■ Fragmento seleccionado:
::::

A treinta años de su muerte, el Borges icónico y septuagenario, ese Borges ya famoso con el bastón bajo los puños y la mirada extraviada en un eterno vacío caviloso ‒para decirlo con sus palabras‒, dificulta imaginar al escritor más importante del siglo XX inmerso en una era en que los medios masivos atravesaban un instante de ebullición. Aún así, parte de esa época había ocurrido en Buenos Aires durante los años veinte y treinta del siglo pasado, cuando un joven poeta del barrio de Palermo buscaba redacciones dispuestas a publicar sus artículos y a leer su primer libro de poemas,
Fervor de Buenos Aires, al que Alfredo Bianchi ayudó a meter en los bolsillos de los sobretodos de los periodistas de Nosotros, “una de las revistas literarias más antiguas y prestigiosas de la época”, según Borges en su Autobiografía.

Cuesta imaginar a Borges inmerso en una época en la que las coordenadas con las que se diseñaban medios masivos atravesaban un instante de inédita ebullición.

En un momento en que la modernización de los medios germinaba a la par de audiencias cada vez más amplias y segmentadas, pensar a Jorge Luis Borges como periodista ‒como fundador de revistas literarias, como colaborador freelance de distintas publicaciones y como editor de suplementos culturales‒ implica atravesar un territorio que, más allá de los artículos en Sur, incluye lo que también escribía, en sus propias palabras, “para una docena de publicaciones periódicas, entre ellas La Prensa, Nosotros, Inicial, Criterio y Síntesis”, además de otras excentricidades como “textos para noticieros y una revista pseudocientífica llamada Urbe, órgano promocional de un sistema de subterráneos privado de Buenos Aires“. Sin embargo, así como lo había hecho Roberto Arlt, cuyo vínculo con los medios tocaba una vena crucial de su trabajo intelectual, el camino de Borges como periodista tampoco obedecía a la mera subsistencia ‒“todos habían sido trabajos mal pagos”, dice el autor de El aleph, que tuvo su primer trabajo estable a los 38 años‒ sino a una apuesta que, al ubicar en su centro una idea de lo que debía ser el lenguaje y la imaginación, evitaba el confort del periodista moldeado por el medio al que sirve. A veces de manera explícita, como en los artículos que terminarían en su primer libro de relatos, o de manera latente, como en las páginas que escribía en la revista de moda y costumbres El Hogar, lo que Borges pretendía era, en cambio, moldear el espacio que le otorgaban los medios según su propio proyecto intelectual. Y esa, a veces, no era una tarea simple.

::::

■ Lista de registros:

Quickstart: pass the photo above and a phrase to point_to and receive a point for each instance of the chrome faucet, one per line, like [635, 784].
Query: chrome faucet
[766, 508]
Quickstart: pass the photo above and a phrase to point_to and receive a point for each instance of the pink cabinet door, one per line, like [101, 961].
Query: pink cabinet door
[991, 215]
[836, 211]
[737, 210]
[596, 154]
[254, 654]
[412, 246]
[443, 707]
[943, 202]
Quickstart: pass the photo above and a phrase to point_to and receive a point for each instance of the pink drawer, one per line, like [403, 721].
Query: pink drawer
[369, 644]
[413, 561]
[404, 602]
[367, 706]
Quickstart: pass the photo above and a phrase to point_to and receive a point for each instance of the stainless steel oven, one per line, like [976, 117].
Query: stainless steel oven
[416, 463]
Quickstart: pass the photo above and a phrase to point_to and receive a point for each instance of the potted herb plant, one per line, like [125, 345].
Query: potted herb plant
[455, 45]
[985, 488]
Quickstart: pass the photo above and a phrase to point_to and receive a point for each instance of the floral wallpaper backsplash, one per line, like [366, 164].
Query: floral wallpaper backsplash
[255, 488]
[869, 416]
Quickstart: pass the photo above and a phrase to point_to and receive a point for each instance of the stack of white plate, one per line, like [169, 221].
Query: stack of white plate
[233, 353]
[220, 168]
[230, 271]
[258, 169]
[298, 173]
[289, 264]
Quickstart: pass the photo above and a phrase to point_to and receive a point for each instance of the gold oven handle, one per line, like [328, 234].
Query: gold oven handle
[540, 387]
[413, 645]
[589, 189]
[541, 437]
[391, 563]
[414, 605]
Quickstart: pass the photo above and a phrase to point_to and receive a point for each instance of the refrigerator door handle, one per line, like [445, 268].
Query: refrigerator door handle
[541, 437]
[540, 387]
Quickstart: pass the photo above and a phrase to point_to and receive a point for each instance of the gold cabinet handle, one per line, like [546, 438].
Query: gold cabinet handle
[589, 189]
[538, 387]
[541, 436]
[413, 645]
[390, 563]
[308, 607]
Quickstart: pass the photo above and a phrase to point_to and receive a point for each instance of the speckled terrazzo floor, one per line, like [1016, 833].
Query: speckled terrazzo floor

::::

Cita el fragmento sobre Borges como periodista entre "A treinta años" y "en su Autobiografía.", ambos incluidos. Los registros no intervienen en esto.

■ Respuesta completa:
A treinta años de su muerte, el Borges icónico y septuagenario, ese Borges ya famoso con el bastón bajo los puños y la mirada extraviada en un eterno vacío caviloso ‒para decirlo con sus palabras‒, dificulta imaginar al escritor más importante del siglo XX inmerso en una era en que los medios masivos atravesaban un instante de ebullición. Aún así, parte de esa época había ocurrido en Buenos Aires durante los años veinte y treinta del siglo pasado, cuando un joven poeta del barrio de Palermo buscaba redacciones dispuestas a publicar sus artículos y a leer su primer libro de poemas,
Fervor de Buenos Aires, al que Alfredo Bianchi ayudó a meter en los bolsillos de los sobretodos de los periodistas de Nosotros, “una de las revistas literarias más antiguas y prestigiosas de la época”, según Borges en su Autobiografía.